**INPUT**
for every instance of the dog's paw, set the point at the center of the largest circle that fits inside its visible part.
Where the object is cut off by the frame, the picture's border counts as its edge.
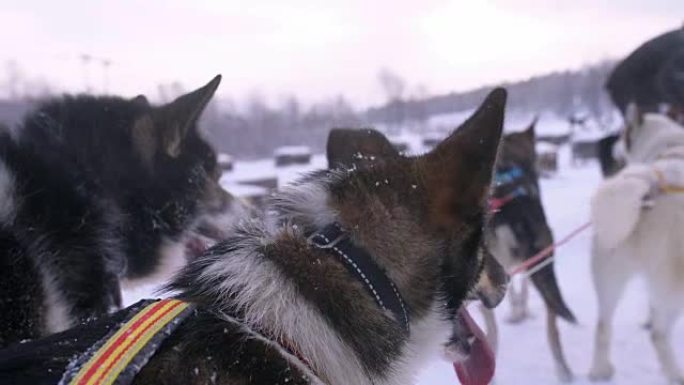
(517, 316)
(565, 375)
(601, 373)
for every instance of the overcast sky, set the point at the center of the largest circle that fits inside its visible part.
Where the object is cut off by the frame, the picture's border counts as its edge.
(317, 49)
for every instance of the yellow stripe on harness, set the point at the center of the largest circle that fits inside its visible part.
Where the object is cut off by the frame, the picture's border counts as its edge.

**ACTIVITY**
Output every record above word for word, omitting any pictures they contain.

**TASK SOLUTION**
for every instance of the dog's paw, set the point at the center of the largest circle that fits inside its visible part.
Where the object is cut off by the frame, the picture's border counts as its edge.
(517, 316)
(565, 375)
(601, 373)
for every instance of the overcast sky, set the point at the center of the largest circle that fits inside its visible part.
Where the object is cut off by the frame, the picture's border counts as its edge.
(317, 49)
for every instance of the yellow stripe on harness, set the point at the center of the largest circle that fits inside its visible part.
Where the object is cut off by the frame, the picture's border counts as its edge.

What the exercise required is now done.